## [Work task]
Output all of the records exactly, word for word.

## [Study material]
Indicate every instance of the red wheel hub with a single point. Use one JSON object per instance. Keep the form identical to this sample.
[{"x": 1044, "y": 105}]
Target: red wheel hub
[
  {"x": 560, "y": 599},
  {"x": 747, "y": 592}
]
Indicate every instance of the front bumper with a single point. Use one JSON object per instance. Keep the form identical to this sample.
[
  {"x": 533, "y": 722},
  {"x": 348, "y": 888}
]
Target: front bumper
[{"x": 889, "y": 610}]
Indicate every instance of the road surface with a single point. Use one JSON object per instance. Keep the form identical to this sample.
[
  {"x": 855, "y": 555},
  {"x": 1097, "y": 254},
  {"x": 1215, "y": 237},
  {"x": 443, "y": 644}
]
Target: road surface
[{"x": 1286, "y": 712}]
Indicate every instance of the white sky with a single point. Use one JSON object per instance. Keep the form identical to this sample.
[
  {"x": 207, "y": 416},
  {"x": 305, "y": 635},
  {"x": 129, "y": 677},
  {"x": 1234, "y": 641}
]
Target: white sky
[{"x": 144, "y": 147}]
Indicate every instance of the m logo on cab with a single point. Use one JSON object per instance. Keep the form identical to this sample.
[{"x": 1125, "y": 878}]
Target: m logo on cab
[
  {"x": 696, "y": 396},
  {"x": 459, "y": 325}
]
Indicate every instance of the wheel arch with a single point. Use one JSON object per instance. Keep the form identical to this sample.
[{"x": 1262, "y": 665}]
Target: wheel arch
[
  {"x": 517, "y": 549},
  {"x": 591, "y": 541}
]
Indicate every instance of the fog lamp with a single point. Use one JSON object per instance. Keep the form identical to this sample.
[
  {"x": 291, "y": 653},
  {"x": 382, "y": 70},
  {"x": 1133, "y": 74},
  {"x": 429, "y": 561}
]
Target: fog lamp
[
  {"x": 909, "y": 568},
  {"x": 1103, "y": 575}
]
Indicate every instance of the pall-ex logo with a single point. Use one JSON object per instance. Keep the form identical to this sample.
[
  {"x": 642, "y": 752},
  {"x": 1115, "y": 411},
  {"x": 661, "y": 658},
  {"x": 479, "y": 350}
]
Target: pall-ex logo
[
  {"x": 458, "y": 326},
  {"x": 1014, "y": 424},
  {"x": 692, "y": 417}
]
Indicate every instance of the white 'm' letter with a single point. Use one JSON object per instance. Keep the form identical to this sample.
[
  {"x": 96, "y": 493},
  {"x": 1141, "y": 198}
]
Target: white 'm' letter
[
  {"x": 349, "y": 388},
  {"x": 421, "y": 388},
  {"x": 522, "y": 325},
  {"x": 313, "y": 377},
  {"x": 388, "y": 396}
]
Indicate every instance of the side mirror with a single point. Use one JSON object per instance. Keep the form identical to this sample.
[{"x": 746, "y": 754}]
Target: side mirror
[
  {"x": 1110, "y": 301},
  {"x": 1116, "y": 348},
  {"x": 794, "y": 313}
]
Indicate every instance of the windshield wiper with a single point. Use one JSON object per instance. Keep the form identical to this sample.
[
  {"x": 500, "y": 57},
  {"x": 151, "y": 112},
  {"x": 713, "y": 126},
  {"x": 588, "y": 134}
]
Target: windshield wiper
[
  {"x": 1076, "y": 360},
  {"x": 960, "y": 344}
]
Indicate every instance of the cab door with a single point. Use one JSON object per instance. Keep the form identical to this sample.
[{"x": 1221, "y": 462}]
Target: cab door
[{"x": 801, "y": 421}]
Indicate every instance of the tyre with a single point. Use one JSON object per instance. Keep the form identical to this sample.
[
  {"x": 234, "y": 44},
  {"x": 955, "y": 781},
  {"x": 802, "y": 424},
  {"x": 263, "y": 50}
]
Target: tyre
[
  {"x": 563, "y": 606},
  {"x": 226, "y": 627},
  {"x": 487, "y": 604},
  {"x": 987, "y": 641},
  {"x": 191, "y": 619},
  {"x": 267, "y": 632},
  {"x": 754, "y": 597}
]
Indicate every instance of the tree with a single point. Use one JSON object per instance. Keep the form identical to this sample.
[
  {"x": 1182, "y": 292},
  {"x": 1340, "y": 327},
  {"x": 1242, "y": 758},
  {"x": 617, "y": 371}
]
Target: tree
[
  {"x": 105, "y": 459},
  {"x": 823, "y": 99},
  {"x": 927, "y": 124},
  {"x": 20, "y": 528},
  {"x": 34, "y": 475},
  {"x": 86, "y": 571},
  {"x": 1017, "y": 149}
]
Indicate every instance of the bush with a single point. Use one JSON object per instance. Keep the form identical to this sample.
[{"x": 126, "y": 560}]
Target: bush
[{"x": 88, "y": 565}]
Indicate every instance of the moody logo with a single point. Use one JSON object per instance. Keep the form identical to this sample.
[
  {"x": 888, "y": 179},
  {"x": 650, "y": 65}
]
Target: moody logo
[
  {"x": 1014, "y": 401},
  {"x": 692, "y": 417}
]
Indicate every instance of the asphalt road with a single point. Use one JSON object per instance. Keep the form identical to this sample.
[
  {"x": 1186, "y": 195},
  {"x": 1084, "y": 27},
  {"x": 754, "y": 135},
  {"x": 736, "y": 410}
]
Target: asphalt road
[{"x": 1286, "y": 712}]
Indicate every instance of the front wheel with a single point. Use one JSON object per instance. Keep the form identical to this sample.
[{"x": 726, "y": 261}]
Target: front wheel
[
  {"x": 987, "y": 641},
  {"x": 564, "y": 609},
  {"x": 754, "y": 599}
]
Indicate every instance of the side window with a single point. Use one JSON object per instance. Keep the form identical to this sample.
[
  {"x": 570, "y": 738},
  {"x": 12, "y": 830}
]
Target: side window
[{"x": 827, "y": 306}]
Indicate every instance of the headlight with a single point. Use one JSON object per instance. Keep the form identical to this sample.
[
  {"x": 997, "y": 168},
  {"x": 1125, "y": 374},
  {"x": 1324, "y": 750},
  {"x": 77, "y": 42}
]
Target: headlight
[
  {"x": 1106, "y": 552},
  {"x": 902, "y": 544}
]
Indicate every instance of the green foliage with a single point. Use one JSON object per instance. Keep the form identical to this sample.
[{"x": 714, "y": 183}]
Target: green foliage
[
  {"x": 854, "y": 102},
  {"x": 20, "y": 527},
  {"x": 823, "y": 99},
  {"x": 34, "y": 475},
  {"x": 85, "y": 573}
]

## [Solution]
Indicate every instance of the red wheel hub with a single point. Use one JSON object per instance. Keep the form identical to this sample.
[{"x": 1044, "y": 105}]
Target: red wheel hub
[
  {"x": 560, "y": 599},
  {"x": 747, "y": 592}
]
Indicate every instance of the front bumper with a single point. Use one JSON object per instance. Keep the form identical to this sample.
[
  {"x": 533, "y": 722},
  {"x": 348, "y": 888}
]
Target: front bumper
[{"x": 889, "y": 610}]
Indicate every instance of the road surface with a single point. Use one JSON object per instance. Keep the form identical to this sample.
[
  {"x": 855, "y": 555},
  {"x": 1097, "y": 254},
  {"x": 1215, "y": 237},
  {"x": 443, "y": 644}
]
Target: road surface
[{"x": 1286, "y": 712}]
Indicate every instance of the white sky with a single point. Use one JSON object per instance. Keep the form identical to this sample.
[
  {"x": 207, "y": 416},
  {"x": 305, "y": 635},
  {"x": 129, "y": 677},
  {"x": 1234, "y": 641}
]
Target: white sky
[{"x": 144, "y": 147}]
Indicate every instance of the m logo on cab with a single point. Use one JSON object per instance. Keep the form identical to this sample.
[{"x": 1125, "y": 878}]
Target: m logo on cab
[
  {"x": 696, "y": 396},
  {"x": 459, "y": 325}
]
Indicate every instance of the wheel arch with a single point. Use one JSON object per instance. Keep the form identical to this sample.
[{"x": 1262, "y": 665}]
Target: wheel arch
[
  {"x": 517, "y": 549},
  {"x": 591, "y": 541}
]
Indicate every instance of the fog lamp with a single point. Use one JSON object per instance. Keep the form identical to this sample.
[
  {"x": 291, "y": 653},
  {"x": 382, "y": 70},
  {"x": 1133, "y": 74},
  {"x": 429, "y": 561}
]
Target: fog lamp
[
  {"x": 909, "y": 568},
  {"x": 1103, "y": 575}
]
Indicate every instance of the pall-ex logo with a single point. Use one JSON object per instance. Keep the form identical to this sample.
[
  {"x": 642, "y": 752},
  {"x": 1115, "y": 411},
  {"x": 661, "y": 658},
  {"x": 479, "y": 350}
]
Target: pall-ex logo
[
  {"x": 458, "y": 326},
  {"x": 1014, "y": 424},
  {"x": 692, "y": 417}
]
Indicate every instance of the white 'm' letter with a single point. Use one JSON object per instance. Keep the form identical to this sample.
[
  {"x": 96, "y": 493},
  {"x": 1141, "y": 198}
]
Target: white 'm' letter
[
  {"x": 349, "y": 388},
  {"x": 421, "y": 388},
  {"x": 522, "y": 325},
  {"x": 313, "y": 377},
  {"x": 388, "y": 396}
]
Indicate every instance of the side mirror with a single point. Use one JSON object per instance. Keep the form identical to this sample.
[{"x": 746, "y": 754}]
Target: side mirror
[
  {"x": 1110, "y": 301},
  {"x": 1116, "y": 348},
  {"x": 794, "y": 313}
]
Indicate every instance of the windshield wiper with a single point. Use one JSON object per instance. Keep the form identical to this sample.
[
  {"x": 500, "y": 57},
  {"x": 151, "y": 112},
  {"x": 713, "y": 126},
  {"x": 588, "y": 134}
]
Target: windshield wiper
[
  {"x": 1076, "y": 360},
  {"x": 960, "y": 344}
]
Indicate every instance of the cab door with a single point. Use one JSON object per instance. Keep the form identical to this sample.
[{"x": 1221, "y": 462}]
Target: cab door
[{"x": 801, "y": 421}]
Indicate every instance of the tyre with a single point. Use one JSON object per instance. Keep the form identical to this sample.
[
  {"x": 234, "y": 44},
  {"x": 955, "y": 781},
  {"x": 802, "y": 424},
  {"x": 263, "y": 50}
]
Target: tyre
[
  {"x": 563, "y": 606},
  {"x": 226, "y": 627},
  {"x": 487, "y": 604},
  {"x": 987, "y": 641},
  {"x": 191, "y": 619},
  {"x": 267, "y": 632},
  {"x": 754, "y": 597}
]
Indicate every instance of the tree with a single point. Use one JSON object per instance. Keep the form identical to this sample.
[
  {"x": 1182, "y": 292},
  {"x": 1340, "y": 327},
  {"x": 1242, "y": 758},
  {"x": 617, "y": 371}
]
Target: tree
[
  {"x": 105, "y": 459},
  {"x": 823, "y": 99},
  {"x": 927, "y": 124},
  {"x": 20, "y": 528},
  {"x": 34, "y": 475},
  {"x": 86, "y": 571},
  {"x": 1017, "y": 149}
]
Indicate every instance of the bush with a single point. Use one JSON object per instance. Keep the form identical to this sample.
[{"x": 126, "y": 560}]
Target: bush
[{"x": 88, "y": 565}]
Indicate every instance of the moody logo with a single point. Use one JSON object per instance. Keep the form identical to this sample.
[
  {"x": 888, "y": 179},
  {"x": 650, "y": 65}
]
Target: moody logo
[
  {"x": 1014, "y": 401},
  {"x": 692, "y": 417}
]
Indicate every instance of the asphalt road with a single point. Use one JSON object per instance. Keep the form identical to this sample.
[
  {"x": 1186, "y": 195},
  {"x": 1084, "y": 27},
  {"x": 754, "y": 135},
  {"x": 736, "y": 410}
]
Target: asphalt road
[{"x": 1286, "y": 712}]
Indicate every instance of the front wheel with a single point. Use one JSON object per instance. Keep the form identical to this sample.
[{"x": 726, "y": 261}]
Target: front wheel
[
  {"x": 987, "y": 641},
  {"x": 564, "y": 609},
  {"x": 754, "y": 599}
]
Indicate every instance of the side window with a single point. Use one JSON object per instance. Keep the form identical to this sample.
[
  {"x": 570, "y": 738},
  {"x": 12, "y": 830}
]
Target: side window
[{"x": 827, "y": 306}]
Indicate every instance of the headlight with a single point. Use one JSON object per instance. Keep the form identical to this sample.
[
  {"x": 997, "y": 168},
  {"x": 1125, "y": 374},
  {"x": 1324, "y": 750},
  {"x": 77, "y": 42}
]
Target: headlight
[
  {"x": 1106, "y": 552},
  {"x": 902, "y": 544}
]
Indicate every instance of the green foliage with a single point. Use one JSON object per instance. Keep the form identical to this sample.
[{"x": 714, "y": 183}]
Target: green foliage
[
  {"x": 854, "y": 102},
  {"x": 20, "y": 527},
  {"x": 823, "y": 99},
  {"x": 34, "y": 475},
  {"x": 85, "y": 573}
]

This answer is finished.